▶ [What to do]: Would you go through the records below and copy each line with the string "negative"?

○ ○ ○ ○ ○ ○ ○

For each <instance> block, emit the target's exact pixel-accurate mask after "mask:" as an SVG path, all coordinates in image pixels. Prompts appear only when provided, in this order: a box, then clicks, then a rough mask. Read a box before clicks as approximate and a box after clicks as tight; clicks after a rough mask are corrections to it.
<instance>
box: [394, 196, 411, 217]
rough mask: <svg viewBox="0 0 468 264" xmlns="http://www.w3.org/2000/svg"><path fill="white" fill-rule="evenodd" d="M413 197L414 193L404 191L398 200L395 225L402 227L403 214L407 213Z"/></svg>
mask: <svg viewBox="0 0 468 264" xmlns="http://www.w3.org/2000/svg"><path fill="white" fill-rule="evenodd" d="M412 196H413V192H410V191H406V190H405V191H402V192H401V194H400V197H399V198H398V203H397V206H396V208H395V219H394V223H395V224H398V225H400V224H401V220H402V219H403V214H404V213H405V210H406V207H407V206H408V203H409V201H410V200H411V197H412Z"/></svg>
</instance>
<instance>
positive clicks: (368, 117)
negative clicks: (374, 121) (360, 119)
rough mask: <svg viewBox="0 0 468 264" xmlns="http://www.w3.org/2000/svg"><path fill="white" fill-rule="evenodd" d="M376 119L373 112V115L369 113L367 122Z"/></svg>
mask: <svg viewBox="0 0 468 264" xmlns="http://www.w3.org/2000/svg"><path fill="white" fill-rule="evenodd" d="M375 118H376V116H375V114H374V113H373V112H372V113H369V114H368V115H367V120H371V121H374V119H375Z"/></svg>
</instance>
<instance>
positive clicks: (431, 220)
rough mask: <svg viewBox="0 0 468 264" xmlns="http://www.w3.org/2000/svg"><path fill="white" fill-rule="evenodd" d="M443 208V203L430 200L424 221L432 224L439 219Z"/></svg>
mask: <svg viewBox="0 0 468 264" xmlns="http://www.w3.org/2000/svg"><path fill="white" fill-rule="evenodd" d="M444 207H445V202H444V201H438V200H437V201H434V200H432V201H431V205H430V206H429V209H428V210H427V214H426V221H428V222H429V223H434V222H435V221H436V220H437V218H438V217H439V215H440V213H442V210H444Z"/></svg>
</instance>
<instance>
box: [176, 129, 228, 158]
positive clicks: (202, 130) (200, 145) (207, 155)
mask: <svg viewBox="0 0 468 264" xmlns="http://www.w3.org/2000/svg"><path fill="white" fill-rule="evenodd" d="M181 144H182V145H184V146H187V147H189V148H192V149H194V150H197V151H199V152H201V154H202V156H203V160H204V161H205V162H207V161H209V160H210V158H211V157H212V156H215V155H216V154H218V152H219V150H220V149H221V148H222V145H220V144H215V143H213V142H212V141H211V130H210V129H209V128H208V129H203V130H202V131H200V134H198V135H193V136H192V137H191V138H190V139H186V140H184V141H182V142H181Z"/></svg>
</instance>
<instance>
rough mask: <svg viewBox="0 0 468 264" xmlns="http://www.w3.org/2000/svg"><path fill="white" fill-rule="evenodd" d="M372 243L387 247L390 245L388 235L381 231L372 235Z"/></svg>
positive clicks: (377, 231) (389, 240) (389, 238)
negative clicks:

○ ○ ○ ○ ○ ○ ○

▶ [Response to this exercise]:
negative clicks: (374, 121) (360, 119)
negative clicks:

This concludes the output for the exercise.